- _INSTRUCTIONS FOR THE TASK_
From the line with "Query: mottled brown plumage" through the line with "Query: bokeh background", repeat the entries verbatim, both end lines included, and add nothing.

- _INPUT DATA_
··········

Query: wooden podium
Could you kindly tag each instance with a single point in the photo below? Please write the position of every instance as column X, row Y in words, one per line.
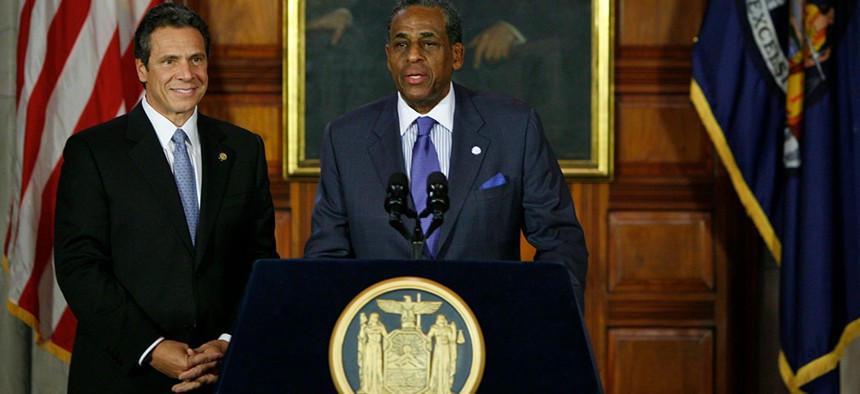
column 532, row 337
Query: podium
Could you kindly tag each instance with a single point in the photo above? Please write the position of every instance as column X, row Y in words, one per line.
column 532, row 336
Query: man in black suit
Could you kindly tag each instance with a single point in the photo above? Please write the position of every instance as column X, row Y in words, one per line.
column 503, row 176
column 153, row 266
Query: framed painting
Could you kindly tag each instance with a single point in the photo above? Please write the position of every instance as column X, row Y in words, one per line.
column 556, row 56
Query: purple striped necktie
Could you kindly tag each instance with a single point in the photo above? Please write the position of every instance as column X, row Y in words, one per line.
column 424, row 162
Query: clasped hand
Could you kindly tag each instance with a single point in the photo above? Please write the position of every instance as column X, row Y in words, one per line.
column 194, row 367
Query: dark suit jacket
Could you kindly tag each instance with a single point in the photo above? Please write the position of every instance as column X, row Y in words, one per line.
column 124, row 258
column 492, row 135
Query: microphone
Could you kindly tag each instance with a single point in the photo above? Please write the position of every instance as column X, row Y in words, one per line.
column 437, row 200
column 395, row 199
column 437, row 194
column 395, row 202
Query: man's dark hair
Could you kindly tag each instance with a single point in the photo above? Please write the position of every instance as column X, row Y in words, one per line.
column 453, row 23
column 166, row 15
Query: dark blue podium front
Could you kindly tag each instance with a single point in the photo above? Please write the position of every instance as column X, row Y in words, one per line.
column 533, row 332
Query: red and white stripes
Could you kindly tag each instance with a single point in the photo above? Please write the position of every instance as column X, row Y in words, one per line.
column 75, row 69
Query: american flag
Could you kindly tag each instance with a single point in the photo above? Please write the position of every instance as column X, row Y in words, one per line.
column 75, row 69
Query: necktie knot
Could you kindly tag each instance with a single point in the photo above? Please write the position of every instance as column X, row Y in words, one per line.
column 179, row 137
column 425, row 124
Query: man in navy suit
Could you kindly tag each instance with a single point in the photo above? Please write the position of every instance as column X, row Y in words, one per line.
column 154, row 267
column 503, row 176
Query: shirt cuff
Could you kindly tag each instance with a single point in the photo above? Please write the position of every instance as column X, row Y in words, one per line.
column 148, row 351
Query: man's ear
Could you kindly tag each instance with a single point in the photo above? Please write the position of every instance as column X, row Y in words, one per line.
column 459, row 55
column 141, row 70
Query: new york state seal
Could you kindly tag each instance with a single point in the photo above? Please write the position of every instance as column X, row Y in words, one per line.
column 406, row 335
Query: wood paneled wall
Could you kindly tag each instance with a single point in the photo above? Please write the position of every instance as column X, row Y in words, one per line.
column 670, row 248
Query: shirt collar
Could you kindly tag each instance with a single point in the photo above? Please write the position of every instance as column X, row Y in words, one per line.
column 164, row 128
column 443, row 112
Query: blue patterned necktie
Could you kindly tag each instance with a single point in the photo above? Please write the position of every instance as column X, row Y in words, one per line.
column 424, row 162
column 186, row 182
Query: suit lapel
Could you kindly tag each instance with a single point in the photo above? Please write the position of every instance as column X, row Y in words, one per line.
column 468, row 149
column 148, row 155
column 217, row 160
column 386, row 150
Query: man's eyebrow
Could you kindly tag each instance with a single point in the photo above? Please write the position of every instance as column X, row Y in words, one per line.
column 423, row 34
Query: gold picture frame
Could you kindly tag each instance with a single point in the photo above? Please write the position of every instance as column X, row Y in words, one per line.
column 588, row 158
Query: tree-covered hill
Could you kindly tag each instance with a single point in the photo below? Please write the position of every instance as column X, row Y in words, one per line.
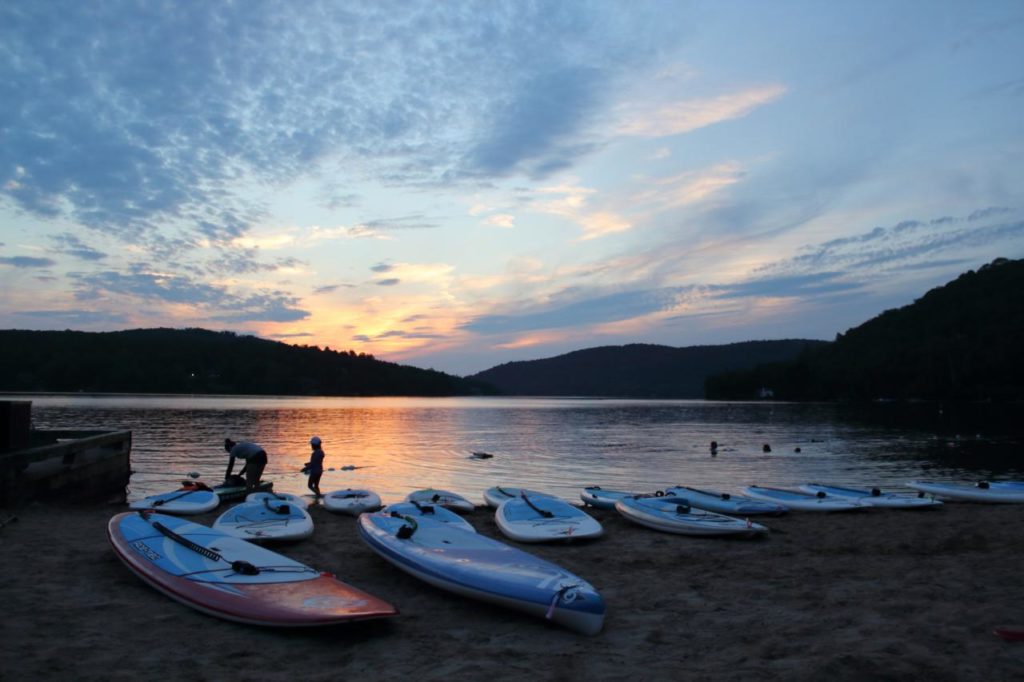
column 964, row 340
column 636, row 370
column 196, row 360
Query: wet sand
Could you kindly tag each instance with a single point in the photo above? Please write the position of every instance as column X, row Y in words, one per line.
column 901, row 595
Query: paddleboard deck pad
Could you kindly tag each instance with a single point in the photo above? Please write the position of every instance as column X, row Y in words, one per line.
column 351, row 502
column 432, row 512
column 984, row 492
column 496, row 495
column 480, row 567
column 229, row 492
column 231, row 579
column 266, row 519
column 542, row 519
column 595, row 496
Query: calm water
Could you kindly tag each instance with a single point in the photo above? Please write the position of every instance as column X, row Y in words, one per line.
column 553, row 444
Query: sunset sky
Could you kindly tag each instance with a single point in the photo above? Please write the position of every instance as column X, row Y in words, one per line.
column 459, row 184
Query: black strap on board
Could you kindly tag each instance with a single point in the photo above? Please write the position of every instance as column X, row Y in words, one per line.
column 543, row 512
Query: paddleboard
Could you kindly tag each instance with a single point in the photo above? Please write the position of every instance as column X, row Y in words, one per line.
column 499, row 494
column 543, row 519
column 291, row 499
column 434, row 512
column 231, row 579
column 984, row 492
column 266, row 519
column 725, row 503
column 800, row 501
column 872, row 497
column 230, row 492
column 595, row 496
column 192, row 498
column 351, row 502
column 676, row 515
column 480, row 567
column 445, row 499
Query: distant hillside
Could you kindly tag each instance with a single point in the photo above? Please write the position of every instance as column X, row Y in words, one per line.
column 960, row 341
column 196, row 360
column 636, row 370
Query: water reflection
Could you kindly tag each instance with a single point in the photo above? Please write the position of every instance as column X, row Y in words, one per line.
column 557, row 445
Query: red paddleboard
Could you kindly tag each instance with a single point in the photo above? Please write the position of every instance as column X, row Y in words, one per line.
column 229, row 578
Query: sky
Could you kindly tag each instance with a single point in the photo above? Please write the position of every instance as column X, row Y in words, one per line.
column 460, row 184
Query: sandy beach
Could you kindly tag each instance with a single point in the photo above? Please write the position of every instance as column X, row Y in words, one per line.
column 866, row 595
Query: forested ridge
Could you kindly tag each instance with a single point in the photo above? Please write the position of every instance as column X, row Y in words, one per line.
column 962, row 341
column 637, row 370
column 197, row 360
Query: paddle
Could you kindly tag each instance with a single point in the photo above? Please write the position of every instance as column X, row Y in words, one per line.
column 239, row 566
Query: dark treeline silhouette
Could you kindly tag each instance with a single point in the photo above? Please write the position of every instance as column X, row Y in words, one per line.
column 197, row 360
column 962, row 341
column 636, row 370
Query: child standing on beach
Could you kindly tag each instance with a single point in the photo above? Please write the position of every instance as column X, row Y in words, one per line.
column 314, row 467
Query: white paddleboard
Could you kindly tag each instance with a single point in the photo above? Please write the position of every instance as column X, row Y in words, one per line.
column 873, row 497
column 496, row 495
column 994, row 493
column 291, row 499
column 800, row 501
column 479, row 567
column 676, row 515
column 264, row 520
column 544, row 519
column 431, row 512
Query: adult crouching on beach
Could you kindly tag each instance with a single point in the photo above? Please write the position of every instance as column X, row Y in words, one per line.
column 314, row 467
column 255, row 461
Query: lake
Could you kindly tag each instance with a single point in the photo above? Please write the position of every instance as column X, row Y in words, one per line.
column 553, row 444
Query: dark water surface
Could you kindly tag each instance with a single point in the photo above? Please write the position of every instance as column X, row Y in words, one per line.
column 553, row 444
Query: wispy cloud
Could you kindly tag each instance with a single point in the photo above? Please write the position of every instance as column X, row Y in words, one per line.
column 27, row 261
column 638, row 119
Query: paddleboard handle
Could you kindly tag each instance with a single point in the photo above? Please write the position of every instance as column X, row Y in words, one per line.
column 543, row 512
column 568, row 591
column 244, row 567
column 424, row 509
column 406, row 531
column 280, row 509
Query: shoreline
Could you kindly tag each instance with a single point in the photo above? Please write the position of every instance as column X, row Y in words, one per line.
column 851, row 596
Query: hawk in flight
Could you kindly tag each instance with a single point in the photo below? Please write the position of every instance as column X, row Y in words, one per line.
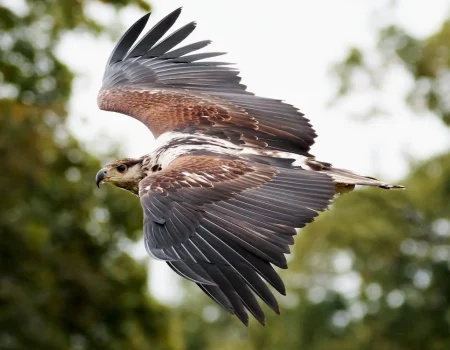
column 231, row 177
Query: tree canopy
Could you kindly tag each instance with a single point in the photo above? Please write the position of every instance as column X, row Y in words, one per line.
column 371, row 273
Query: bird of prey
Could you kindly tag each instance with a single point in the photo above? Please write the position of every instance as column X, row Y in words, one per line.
column 230, row 178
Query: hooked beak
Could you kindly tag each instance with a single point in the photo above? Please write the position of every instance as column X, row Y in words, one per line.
column 100, row 177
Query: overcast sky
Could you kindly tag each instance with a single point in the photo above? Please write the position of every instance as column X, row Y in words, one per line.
column 284, row 49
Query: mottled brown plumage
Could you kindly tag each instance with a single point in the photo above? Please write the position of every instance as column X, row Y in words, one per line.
column 230, row 178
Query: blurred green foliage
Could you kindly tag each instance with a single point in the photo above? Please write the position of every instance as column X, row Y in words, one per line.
column 371, row 273
column 65, row 282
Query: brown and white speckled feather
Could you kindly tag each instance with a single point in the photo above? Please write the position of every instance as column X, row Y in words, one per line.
column 230, row 178
column 171, row 91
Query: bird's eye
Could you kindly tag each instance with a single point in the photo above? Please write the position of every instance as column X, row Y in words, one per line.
column 121, row 168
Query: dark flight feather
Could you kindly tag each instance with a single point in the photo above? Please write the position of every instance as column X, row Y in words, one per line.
column 211, row 220
column 178, row 91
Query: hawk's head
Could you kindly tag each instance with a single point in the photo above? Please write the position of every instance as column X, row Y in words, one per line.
column 124, row 173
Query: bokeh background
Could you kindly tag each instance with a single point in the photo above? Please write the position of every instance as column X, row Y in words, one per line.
column 371, row 273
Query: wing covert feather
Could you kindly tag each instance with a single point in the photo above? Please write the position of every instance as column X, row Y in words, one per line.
column 177, row 90
column 224, row 222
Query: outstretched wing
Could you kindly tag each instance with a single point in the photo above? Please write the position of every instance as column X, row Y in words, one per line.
column 175, row 89
column 222, row 222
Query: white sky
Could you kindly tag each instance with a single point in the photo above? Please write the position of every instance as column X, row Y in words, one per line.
column 284, row 49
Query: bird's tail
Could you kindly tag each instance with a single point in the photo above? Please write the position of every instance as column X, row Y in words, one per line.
column 345, row 179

··········

- _YOUR RESPONSE_
Query: mottled brown plumage
Could you kindly tag each instance with a single point in the photo above? Please write the position of every instance as column X, row Y in words, one per line.
column 230, row 178
Query: blurred green foliage
Could you kindly tag each instance with a single point in the photo above? Please write the position of every instance as column X, row Y in words, one per line.
column 371, row 273
column 65, row 282
Query: brown and white speckled feather
Could you kindly tag each instance with a single point in the photo above? Please write the position of every instance as column X, row Y in words, one per line.
column 230, row 178
column 171, row 91
Query: bird's eye
Could you kindly tag each instance with a single point in the photo above? Please write the position of every instance as column X, row Y in words, one per line.
column 121, row 168
Query: dark flight feather
Could you kindly tag each instance with a single point in the photo above? Please write the position of every instance as column X, row Y in words, one per line.
column 211, row 220
column 178, row 91
Query: hawk's head
Could you kindly tag each instance with a single point in the photo above? Please write the position of every instance as column X, row Y in words, one per line.
column 124, row 173
Query: bokeh background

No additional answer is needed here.